§ AVAILABLE DATA
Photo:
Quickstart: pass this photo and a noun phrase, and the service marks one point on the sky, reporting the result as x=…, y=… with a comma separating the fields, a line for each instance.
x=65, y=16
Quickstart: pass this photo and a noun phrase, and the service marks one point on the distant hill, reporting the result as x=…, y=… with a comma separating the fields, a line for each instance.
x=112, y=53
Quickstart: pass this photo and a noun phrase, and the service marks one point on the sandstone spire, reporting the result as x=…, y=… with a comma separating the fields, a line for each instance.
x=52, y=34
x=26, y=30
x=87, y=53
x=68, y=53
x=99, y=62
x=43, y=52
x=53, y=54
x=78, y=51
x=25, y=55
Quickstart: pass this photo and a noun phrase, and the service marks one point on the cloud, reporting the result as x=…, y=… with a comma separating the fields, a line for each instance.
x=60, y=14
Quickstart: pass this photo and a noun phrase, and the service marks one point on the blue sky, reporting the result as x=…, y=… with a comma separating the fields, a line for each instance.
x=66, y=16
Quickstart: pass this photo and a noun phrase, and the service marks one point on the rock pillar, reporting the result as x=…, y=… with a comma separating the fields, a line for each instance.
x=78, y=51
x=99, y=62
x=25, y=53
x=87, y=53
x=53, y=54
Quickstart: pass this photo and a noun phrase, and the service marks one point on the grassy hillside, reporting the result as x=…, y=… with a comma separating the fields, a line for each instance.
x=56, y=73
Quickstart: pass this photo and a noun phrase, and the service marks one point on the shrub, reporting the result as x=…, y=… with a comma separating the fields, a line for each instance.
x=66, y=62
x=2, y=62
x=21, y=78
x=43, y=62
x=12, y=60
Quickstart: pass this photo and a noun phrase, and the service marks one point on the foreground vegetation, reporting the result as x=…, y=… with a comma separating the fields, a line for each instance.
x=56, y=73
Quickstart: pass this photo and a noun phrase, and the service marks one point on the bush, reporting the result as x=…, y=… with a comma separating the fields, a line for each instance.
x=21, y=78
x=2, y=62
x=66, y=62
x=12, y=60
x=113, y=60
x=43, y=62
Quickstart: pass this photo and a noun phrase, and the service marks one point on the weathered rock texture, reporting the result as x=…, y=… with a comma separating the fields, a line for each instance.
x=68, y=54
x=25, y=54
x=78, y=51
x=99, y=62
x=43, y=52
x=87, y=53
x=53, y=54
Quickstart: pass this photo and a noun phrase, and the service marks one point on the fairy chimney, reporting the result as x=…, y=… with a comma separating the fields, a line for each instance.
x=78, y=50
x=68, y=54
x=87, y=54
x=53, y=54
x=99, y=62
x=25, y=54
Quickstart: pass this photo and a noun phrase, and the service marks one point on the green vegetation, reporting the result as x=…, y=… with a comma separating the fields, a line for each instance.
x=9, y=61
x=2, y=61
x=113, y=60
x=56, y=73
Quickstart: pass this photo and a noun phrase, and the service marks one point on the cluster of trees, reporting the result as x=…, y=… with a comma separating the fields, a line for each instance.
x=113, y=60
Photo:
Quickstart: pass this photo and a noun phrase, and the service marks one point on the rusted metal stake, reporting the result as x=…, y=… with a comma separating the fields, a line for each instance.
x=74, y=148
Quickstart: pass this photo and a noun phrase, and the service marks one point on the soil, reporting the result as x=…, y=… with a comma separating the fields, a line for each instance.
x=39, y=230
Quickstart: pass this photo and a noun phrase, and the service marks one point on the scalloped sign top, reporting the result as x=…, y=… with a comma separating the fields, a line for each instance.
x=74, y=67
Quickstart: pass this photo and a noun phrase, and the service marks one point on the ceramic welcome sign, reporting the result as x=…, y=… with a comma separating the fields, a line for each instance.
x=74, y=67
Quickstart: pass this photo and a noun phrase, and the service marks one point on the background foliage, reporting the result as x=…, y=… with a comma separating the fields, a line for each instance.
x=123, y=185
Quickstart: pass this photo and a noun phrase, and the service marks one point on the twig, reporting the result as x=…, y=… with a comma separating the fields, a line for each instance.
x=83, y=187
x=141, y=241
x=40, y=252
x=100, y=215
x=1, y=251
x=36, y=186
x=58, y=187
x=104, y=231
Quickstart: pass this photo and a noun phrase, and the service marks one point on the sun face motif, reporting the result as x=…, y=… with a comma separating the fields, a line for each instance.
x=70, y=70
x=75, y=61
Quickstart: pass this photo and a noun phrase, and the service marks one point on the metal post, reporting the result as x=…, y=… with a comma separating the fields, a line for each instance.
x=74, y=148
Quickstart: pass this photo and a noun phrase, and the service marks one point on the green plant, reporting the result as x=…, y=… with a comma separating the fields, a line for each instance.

§ DIRECTION
Output every row above again, substituting "text label" for each occurrence of "noun phrase" and keeping all other text intact.

§ RESPONSE TO THIS EXERCISE
Photo:
Quickstart: pass this photo and a text label, and the service marks one point on the sky, reporting the result as x=…, y=… with a comma separating the fields, a line for each instance.
x=65, y=16
Quickstart: pass this photo and a text label, and the service marks one point on the distant hill, reporting the result as x=…, y=… with a comma separating the fields, a line for each instance.
x=112, y=53
Quickstart: pass this photo and a text label, and the service marks one point on the sandstone spire, reporting the result as x=…, y=… with a comma separating the fields, a line for each instance.
x=52, y=34
x=26, y=30
x=87, y=53
x=68, y=53
x=99, y=62
x=43, y=52
x=53, y=54
x=78, y=51
x=25, y=55
Quickstart: pass this photo and a text label, and the service marks one point on the cloud, reporting the result as x=…, y=… with a comma separating the fields, a line for each instance.
x=60, y=14
Quickstart: pass this photo and a text label, and the service marks one point on the blue sky, reporting the result as x=…, y=… with a comma separating the fields, a line for each instance.
x=66, y=16
Quickstart: pass this photo and a text label, and the service marks one point on the rock pillar, reporting the result as x=…, y=… with a comma separating the fields, a line for each instance.
x=78, y=51
x=99, y=62
x=25, y=53
x=87, y=53
x=53, y=54
Quickstart: pass this photo and a text label, and the service marks one point on the grassy hillside, reporting the result as x=…, y=… with a comma separating the fields, a line for each instance.
x=56, y=73
Quickstart: pass this photo and a text label, and the service marks one point on the shrub, reporting the result as x=…, y=… with a comma separating the fields, a line for each instance.
x=66, y=62
x=2, y=62
x=21, y=78
x=43, y=62
x=12, y=60
Quickstart: pass this photo and a text label, and the service marks one point on the foreground vegetation, reporting the result as x=…, y=… with a comma separating the fields, a line for each instance.
x=56, y=73
Quickstart: pass this photo and a text label, and the service marks one point on the bush, reporting the result as x=…, y=… with a comma separating the fields, a line for each instance.
x=21, y=78
x=2, y=62
x=66, y=62
x=12, y=60
x=113, y=60
x=43, y=62
Quickstart: pass this photo and a text label, and the service marks one point on the weathered rock texture, reporting the result as x=…, y=… with a comma separating the fields, a line for each instance.
x=68, y=54
x=25, y=54
x=78, y=51
x=99, y=62
x=43, y=52
x=87, y=53
x=53, y=54
Quickstart: pass this photo and a text label, and the service marks one point on the fairy chimney, reporting the result as x=…, y=… with a comma separating the fields, a line for each instance.
x=78, y=50
x=68, y=54
x=87, y=54
x=53, y=54
x=99, y=62
x=25, y=54
Quickstart: pass this photo and a text label, and the service marks one point on the green vegetation, reporting the result as x=…, y=… with a comma separating the fields, a line for each instance.
x=9, y=61
x=2, y=61
x=113, y=60
x=56, y=73
Quickstart: pass this photo and a text label, and the service marks one point on the cluster of trees, reporting the result as x=…, y=… with a comma separating the fields, a line for each instance.
x=113, y=60
Photo:
Quickstart: pass this photo and a text label, and the service marks one point on the rusted metal stake, reporting the result as x=…, y=… with a comma separating the fields, a line for each instance.
x=74, y=148
Quickstart: pass this photo and a text label, and the service marks one point on the soil, reporting the result as x=…, y=… with a comma separating the fields, a line for each instance.
x=39, y=230
Quickstart: pass this photo and a text label, and the service marks one point on the scalloped sign top, reporting the result as x=…, y=… with a comma separating the fields, a line for each instance.
x=74, y=67
Quickstart: pass this photo and a text label, and the service marks one point on the ceramic welcome sign, reporting the result as x=…, y=… with a comma separating the fields, a line for each instance.
x=74, y=67
Quickstart: pass this photo and a text label, and the service marks one point on the background foliage, reporting the result as x=…, y=… with a comma separating the fields, a line for each instance.
x=123, y=185
Quickstart: pass this photo and a text label, and the service marks one point on the twig, reporting the result as x=…, y=… with a comma separating the fields, a line for each instance.
x=83, y=187
x=141, y=241
x=40, y=252
x=100, y=215
x=1, y=251
x=36, y=186
x=58, y=187
x=104, y=231
Quickstart: pass this photo and a text label, and the service marks one point on the sun face motif, reporting the result as x=…, y=… with a comma separating the fields, a line for each instance.
x=70, y=70
x=75, y=61
Quickstart: pass this photo and a text label, and the service marks one point on the metal post, reporting the result as x=…, y=… with a comma separating the fields, a line for each instance.
x=74, y=148
Quickstart: pass this photo and a text label, and the service marks one point on the green plant, reporting the result as x=…, y=… with a comma separating the fields, a line for each instance.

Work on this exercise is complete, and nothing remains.